* **PROVIDED ENTRIES**
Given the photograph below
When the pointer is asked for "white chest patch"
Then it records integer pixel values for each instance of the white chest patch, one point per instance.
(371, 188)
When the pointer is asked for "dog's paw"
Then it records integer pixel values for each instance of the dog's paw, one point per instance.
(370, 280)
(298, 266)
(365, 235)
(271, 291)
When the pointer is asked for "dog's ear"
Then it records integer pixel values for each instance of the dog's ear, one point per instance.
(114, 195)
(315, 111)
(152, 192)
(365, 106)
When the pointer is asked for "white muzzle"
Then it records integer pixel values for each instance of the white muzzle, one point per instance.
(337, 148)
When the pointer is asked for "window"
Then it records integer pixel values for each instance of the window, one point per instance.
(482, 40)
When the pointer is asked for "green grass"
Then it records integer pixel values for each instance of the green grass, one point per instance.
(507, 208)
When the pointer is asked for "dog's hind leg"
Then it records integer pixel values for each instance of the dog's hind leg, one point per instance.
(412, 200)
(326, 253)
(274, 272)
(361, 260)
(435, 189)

* **WHAT YOU HAVE TO DO**
Each entry above is to be repeated exactly as it appears.

* **WRITTEN RESPONSE**
Given the photograph below
When the pointer is asked for "white chest patch"
Then it records integer pixel values for each instance of the white chest patch, one point per instance.
(371, 188)
When the pointer is asked for "dog's paw"
Then it records integer pixel values for each instance of the dog's paw, one point per instance.
(370, 280)
(298, 266)
(365, 235)
(271, 291)
When the pointer is asked for "dog's ear"
Then it records integer pixel values for each instance of the dog's ear, one point per instance.
(114, 195)
(315, 111)
(152, 192)
(365, 106)
When the pointer is asked for "white muzzle"
Then it records integer pixel values for each instance of the white muzzle, one point per instance.
(337, 148)
When the pointer is asked for "window"
Then it records integer pixel values for each instance of the window, one point per instance.
(482, 40)
When the pointer is asked for "green grass"
Then it records integer pixel values for each instance of the green grass, one point per instance.
(507, 208)
When the pointer is asked for "dog's hind leg"
Then it records integer pixel values for each instance of the dog's hind leg, one point per instance.
(412, 200)
(326, 253)
(274, 272)
(361, 260)
(435, 189)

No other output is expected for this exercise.